Отрывок »

□ □ □

Воспитатель должен стремиться узнать человека, каков он есть в действительности, со всеми его слабостями и во всем его величии, со всеми его будничными, мелкими нуждами и со всеми его великими духовными требованиями. Воспитатель должен знать человека в семействе, в обществе, среди народа, среди человечества и наедине со своею совестью; во всех возрастах, во всех классах, во всех положениях, в радости и горе, ц величий и унижении, в избытке сил и в болезни, среди неограниченных надежд и на одре смерти, когда слово человеческого утешения уже бессильно. Он должен знать побудительные причины самых грязных и самых высоких деяний, историю зарождений преступных и великих мыслей, историю развития всякой страсти и всякого характера. Тогда только будет он в состоянии почерпать в самой природе человека средства воспитательного влияния – а средства эти громадны!
Мы сохраняем твердое убеждение, что великое искусство воспитания едва только начинается, что мы стоим еще в преддверии этого искусства и не вошли в самый храм его и что до сих пор люди не обратили на воспитание того внимания, какого оно заслуживает. Много ли насчитываем мы великих мыслителей и ученых, посвятивших свой гений делу воспитания? Кажется, люди думали обо всем, кроме воспитания, искали средств величия и счастья везде, кроме той области, где скорее всего их можно найти. Но уже теперь видно, что наука созревает до той степени, когда взор человека невольно будет обращен на воспитательное искусство.
Читая физиологию, на каждой странице мы убеждаемся в обширной возможности действовать на физическое развитие индивида, а еще более на последовательное развитие человеческой расы. Из этого источника, только что открывающегося, воспитание почти еще и не черпало. Пересматривая психические факты, добытые в разных теориях, мы поражаемся едва ли еще не более обширною возможностью иметь громадное влияние на развитие ума, чувства и воли в человеке и точно так же поражаемся ничтожностью той доли из этой возможности, которою уже воспользовалось воспитание.

□ □ □

[Строки из набора данных]
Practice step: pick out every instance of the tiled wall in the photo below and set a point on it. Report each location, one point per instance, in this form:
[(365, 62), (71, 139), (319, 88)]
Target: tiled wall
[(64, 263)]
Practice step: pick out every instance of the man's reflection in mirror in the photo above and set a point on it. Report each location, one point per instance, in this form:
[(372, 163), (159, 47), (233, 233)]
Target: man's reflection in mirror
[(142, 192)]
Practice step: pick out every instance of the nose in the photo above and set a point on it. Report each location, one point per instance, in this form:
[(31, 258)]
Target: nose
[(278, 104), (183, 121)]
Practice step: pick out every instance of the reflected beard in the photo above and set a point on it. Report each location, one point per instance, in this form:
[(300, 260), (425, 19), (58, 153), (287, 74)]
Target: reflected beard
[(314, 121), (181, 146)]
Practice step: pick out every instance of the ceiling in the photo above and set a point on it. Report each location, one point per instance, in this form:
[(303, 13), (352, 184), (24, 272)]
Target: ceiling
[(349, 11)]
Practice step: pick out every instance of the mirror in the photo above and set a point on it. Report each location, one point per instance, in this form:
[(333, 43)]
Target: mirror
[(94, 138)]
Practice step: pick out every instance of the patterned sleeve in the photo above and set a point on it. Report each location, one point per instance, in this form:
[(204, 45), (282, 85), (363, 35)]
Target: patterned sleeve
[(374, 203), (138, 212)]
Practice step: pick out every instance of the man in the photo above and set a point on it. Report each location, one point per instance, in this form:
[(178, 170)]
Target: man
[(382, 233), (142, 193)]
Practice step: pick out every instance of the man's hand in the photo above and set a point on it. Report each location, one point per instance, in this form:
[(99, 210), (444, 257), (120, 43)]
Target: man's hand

□ □ □

Ответьте на вопросы по отрывку о воспитании:
1. Где, согласно отрывку, воспитатель сможет почерпать средства воспитательного влияния, если будет знать человека?
2. В каком месте по отношению к искусству воспитания мы, по словам отрывка, еще стоим?
3. На развитие каких трех сторон человека, судя по психическим фактам, воспитание может иметь громадное влияние?

Ответ »
1. В самой природе человека.
2. В преддверии этого искусства, не войдя в самый храм его.
3. Ума, чувства и воли.